### EXCERPT ###
• U.S.

People: Oct. 13, 1930

4 minute read
TIME

“Names make news.” Last week the following names made the following news:

Oliver Wendell Holmes, 89, Associate Justice of the Supreme Court of the U. S., went to Boston, visited the chambers where he was onetime associate (1882-99), onetime chief justice (1899-1902) of the Massachusetts Supreme Court. Declared he, standing before a portrait of Charles Jackson, state supreme court justice from 1813 to 1823: “That old bird was my grandfather.”

To John Davison Rockefeller, 91, went a golf challenge from Judge H. C. Ward, 80, of Sterling, Ill. Judge Ward dared because last week he made a hole-in-one at Rock River.
### ENTRIES SUPPLIED ###
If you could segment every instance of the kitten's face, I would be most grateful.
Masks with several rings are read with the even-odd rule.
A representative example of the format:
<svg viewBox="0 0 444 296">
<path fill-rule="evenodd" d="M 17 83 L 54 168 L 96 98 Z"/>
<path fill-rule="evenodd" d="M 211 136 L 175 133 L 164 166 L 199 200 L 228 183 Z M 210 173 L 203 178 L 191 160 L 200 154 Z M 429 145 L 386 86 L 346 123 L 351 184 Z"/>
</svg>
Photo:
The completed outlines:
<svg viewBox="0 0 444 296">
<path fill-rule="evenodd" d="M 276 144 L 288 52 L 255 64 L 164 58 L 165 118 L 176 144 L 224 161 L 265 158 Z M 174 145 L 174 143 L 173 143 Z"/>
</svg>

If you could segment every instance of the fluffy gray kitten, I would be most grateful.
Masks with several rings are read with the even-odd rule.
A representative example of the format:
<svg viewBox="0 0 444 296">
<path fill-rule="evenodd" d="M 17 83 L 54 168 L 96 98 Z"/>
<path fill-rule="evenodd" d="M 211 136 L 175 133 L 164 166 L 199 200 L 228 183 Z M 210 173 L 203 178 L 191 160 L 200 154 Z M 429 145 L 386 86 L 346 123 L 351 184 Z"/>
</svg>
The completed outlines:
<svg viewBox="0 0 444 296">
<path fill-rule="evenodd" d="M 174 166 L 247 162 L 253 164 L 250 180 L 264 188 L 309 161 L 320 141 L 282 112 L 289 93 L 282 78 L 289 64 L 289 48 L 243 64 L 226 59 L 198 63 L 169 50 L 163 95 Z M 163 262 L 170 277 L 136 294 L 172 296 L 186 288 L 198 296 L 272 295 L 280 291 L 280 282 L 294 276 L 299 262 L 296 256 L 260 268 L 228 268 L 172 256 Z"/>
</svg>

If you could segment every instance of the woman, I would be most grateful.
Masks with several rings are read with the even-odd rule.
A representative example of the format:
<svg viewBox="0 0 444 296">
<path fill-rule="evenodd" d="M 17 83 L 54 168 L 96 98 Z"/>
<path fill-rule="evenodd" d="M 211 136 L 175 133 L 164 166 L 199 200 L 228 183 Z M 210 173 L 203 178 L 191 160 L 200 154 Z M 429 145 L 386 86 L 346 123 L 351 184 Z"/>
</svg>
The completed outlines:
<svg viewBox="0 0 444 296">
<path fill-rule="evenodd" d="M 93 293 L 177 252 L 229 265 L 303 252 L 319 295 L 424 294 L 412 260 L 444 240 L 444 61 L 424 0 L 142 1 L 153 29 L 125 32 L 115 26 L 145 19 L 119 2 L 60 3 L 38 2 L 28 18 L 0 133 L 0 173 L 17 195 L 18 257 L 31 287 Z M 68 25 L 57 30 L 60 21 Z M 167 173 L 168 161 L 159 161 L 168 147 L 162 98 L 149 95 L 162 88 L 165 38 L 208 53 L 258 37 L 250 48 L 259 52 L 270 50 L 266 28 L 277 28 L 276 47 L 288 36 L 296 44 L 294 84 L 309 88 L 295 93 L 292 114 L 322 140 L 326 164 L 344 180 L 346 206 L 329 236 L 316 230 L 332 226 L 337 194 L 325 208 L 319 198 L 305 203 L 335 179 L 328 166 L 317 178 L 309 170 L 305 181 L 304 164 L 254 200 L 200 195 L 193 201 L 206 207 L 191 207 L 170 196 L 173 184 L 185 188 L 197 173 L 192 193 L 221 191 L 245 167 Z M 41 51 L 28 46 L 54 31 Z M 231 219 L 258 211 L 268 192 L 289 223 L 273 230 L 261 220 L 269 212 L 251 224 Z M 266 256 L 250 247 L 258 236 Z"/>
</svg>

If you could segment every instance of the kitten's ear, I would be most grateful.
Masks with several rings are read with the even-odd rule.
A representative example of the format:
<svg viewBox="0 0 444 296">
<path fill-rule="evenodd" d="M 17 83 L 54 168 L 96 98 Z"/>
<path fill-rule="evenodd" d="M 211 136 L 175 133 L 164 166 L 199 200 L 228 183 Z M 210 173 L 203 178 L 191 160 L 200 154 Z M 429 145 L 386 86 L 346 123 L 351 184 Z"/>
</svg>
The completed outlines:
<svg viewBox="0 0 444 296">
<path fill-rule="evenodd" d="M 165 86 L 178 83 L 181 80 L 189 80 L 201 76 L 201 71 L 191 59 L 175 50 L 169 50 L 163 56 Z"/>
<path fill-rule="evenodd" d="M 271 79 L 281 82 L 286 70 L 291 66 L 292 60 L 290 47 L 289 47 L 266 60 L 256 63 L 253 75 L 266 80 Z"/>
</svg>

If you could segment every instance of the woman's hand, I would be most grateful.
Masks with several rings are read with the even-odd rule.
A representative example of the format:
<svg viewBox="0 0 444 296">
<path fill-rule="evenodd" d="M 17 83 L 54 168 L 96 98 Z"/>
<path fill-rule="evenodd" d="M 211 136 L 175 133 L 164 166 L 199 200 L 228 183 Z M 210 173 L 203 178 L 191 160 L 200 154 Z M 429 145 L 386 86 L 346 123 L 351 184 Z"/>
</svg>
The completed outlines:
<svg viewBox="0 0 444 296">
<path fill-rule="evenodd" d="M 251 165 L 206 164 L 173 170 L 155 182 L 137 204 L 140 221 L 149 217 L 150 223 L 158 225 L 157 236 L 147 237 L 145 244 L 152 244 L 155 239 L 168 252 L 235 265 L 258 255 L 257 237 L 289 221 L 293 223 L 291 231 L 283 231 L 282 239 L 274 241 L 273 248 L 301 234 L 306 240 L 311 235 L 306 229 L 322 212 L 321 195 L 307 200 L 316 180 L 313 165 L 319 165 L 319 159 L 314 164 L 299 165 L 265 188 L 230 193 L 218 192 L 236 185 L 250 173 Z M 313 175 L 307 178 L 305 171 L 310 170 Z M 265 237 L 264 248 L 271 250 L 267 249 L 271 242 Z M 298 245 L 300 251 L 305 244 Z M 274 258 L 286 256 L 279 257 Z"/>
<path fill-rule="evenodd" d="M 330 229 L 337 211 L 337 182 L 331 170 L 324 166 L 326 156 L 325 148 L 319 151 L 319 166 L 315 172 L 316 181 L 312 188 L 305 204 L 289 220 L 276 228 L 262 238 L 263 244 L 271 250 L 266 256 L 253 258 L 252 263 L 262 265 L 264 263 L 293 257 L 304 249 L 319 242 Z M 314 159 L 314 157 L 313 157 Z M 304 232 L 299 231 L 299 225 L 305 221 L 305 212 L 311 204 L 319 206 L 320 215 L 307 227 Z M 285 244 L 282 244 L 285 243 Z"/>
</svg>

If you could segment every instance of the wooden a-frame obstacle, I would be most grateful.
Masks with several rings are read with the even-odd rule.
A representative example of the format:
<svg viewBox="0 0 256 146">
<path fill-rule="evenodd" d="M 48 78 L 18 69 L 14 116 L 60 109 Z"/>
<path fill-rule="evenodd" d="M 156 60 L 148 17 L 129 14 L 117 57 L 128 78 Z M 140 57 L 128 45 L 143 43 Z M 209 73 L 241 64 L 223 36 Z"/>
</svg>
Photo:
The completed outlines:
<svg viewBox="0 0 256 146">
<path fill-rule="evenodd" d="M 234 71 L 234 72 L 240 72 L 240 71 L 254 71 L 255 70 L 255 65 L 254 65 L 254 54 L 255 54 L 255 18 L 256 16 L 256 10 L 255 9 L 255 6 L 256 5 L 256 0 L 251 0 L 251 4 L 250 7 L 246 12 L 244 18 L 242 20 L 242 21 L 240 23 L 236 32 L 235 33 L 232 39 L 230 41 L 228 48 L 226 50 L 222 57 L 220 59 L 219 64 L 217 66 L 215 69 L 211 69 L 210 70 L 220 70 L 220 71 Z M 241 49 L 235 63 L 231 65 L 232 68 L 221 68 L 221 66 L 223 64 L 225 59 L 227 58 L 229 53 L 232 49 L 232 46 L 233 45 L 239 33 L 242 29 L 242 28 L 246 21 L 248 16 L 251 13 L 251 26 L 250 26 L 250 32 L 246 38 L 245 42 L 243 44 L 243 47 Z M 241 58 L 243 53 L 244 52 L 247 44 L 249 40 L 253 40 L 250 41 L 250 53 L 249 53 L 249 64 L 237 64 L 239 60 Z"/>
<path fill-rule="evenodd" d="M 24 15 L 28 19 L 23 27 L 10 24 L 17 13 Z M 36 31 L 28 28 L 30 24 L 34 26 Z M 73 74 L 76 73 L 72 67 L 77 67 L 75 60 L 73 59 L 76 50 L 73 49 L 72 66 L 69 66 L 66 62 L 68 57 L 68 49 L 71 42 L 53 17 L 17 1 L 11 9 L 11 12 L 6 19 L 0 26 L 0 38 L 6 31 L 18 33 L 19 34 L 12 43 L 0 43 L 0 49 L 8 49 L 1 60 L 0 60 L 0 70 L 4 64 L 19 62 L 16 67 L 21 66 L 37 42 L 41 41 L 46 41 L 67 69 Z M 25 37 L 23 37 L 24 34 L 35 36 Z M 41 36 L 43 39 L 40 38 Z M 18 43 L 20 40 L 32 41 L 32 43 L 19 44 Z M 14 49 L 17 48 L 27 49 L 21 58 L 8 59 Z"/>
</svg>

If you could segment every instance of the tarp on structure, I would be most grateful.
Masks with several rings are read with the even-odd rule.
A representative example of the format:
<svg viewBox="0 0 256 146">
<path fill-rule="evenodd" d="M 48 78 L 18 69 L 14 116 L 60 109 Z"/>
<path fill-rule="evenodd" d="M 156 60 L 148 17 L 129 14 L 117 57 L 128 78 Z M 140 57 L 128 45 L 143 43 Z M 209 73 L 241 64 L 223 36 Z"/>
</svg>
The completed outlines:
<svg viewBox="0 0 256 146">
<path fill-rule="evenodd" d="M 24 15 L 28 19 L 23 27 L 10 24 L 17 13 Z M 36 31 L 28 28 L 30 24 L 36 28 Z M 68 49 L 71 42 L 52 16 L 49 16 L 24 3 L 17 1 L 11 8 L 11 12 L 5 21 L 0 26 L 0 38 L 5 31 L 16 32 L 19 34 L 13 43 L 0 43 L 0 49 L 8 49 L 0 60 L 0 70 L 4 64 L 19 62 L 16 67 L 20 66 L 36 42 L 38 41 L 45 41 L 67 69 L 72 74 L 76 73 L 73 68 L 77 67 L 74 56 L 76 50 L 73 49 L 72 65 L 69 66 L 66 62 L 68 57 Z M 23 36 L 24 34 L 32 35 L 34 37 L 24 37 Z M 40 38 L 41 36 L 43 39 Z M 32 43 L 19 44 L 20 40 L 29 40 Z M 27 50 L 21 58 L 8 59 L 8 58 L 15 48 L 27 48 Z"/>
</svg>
###
Please name the man whose portrait Oliver Wendell Holmes stood before when he called him his grandfather, according to the People column above.

Charles Jackson, a Massachusetts state supreme court justice from 1813 to 1823.